Excerpts from pointing data:

+===+

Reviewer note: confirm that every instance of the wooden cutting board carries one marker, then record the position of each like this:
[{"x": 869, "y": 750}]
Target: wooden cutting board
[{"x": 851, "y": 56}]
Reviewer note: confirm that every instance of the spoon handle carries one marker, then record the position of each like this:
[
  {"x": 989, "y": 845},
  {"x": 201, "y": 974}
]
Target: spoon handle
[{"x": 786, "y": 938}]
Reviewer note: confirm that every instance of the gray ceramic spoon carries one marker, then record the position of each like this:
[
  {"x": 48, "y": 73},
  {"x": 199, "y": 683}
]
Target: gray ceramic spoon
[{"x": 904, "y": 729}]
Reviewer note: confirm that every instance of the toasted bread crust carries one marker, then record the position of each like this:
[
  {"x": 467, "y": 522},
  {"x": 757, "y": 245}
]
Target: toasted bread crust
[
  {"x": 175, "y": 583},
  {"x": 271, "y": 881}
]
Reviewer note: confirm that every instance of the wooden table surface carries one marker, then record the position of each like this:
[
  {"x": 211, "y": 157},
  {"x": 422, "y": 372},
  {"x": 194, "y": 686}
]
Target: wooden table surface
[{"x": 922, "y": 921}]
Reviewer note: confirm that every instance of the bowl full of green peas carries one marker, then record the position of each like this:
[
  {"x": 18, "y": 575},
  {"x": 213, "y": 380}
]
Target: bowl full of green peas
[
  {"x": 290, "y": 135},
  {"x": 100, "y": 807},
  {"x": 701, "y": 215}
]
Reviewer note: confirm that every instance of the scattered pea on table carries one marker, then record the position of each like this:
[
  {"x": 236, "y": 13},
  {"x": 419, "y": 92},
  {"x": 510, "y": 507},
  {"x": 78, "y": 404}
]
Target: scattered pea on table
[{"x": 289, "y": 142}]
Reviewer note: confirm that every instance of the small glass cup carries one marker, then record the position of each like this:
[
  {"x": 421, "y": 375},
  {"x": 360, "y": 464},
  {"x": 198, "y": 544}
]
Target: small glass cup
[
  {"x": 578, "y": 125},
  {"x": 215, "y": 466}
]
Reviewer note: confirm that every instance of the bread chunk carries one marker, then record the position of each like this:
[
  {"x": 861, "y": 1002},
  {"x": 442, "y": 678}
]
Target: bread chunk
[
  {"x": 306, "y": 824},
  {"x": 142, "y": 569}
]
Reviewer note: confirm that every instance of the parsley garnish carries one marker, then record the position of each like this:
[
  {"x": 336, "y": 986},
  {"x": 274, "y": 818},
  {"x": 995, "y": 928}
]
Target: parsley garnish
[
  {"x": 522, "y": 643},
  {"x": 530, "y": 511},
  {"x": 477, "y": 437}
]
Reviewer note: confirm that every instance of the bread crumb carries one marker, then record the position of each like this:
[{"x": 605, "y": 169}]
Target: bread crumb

+===+

Short task: Copy the listing above in full, reproducing every line without alteration.

Exercise result:
Reviewer note: confirm that every instance of the wooden cutting board carries one marker, then record the position of each like this:
[{"x": 869, "y": 750}]
Target: wooden cutting board
[{"x": 851, "y": 56}]
Reviewer note: confirm that every instance of the spoon handle carries one marker, then record the position of each like this:
[
  {"x": 989, "y": 845},
  {"x": 201, "y": 974}
]
Target: spoon handle
[{"x": 786, "y": 938}]
Reviewer note: confirm that every instance of the gray ceramic spoon carries one marker, then record the position of each like this:
[
  {"x": 48, "y": 73},
  {"x": 199, "y": 683}
]
Target: gray ceramic spoon
[{"x": 904, "y": 729}]
Reviewer note: confirm that every instance of the toasted bread crust carries one marker, then record the position of each like this:
[
  {"x": 467, "y": 522},
  {"x": 757, "y": 245}
]
Target: toasted bread crust
[
  {"x": 175, "y": 583},
  {"x": 271, "y": 881}
]
Reviewer note: confirm that every instance of the wooden table surface carries one marker, then record the position of each like this:
[
  {"x": 211, "y": 157},
  {"x": 422, "y": 372},
  {"x": 194, "y": 686}
]
Target: wooden table surface
[{"x": 922, "y": 921}]
Reviewer note: confirm that every instance of the bowl full of green peas carries one marker, then record the position of each like this:
[
  {"x": 18, "y": 575},
  {"x": 213, "y": 380}
]
Target: bowl full of green peas
[
  {"x": 290, "y": 135},
  {"x": 100, "y": 807},
  {"x": 701, "y": 215}
]
Reviewer note: confirm that every instance of the scattered pea on table carries one marker, then record the position of each like this:
[
  {"x": 236, "y": 13},
  {"x": 419, "y": 92},
  {"x": 510, "y": 507},
  {"x": 78, "y": 404}
]
Target: scattered pea on table
[{"x": 289, "y": 142}]
Reviewer note: confirm that every instance of the small glass cup carries one marker, then record the position of each like this:
[
  {"x": 421, "y": 375},
  {"x": 360, "y": 464},
  {"x": 198, "y": 544}
]
Target: small glass cup
[
  {"x": 578, "y": 125},
  {"x": 215, "y": 466}
]
Reviewer note: confirm that every instance of the bread chunk carries one marker, then record the position of each like this:
[
  {"x": 861, "y": 1002},
  {"x": 442, "y": 678}
]
Target: bread chunk
[
  {"x": 306, "y": 824},
  {"x": 142, "y": 569}
]
Reviewer note: confirm that every instance of the parsley garnish carries one marker, then record the position of each like this:
[
  {"x": 336, "y": 986},
  {"x": 274, "y": 818},
  {"x": 995, "y": 928}
]
Target: parsley garnish
[
  {"x": 522, "y": 643},
  {"x": 530, "y": 511},
  {"x": 477, "y": 437}
]
Reviewer note: confirm that every instance of the bread crumb carries one marker, then record the position of each like this:
[{"x": 605, "y": 169}]
Target: bread crumb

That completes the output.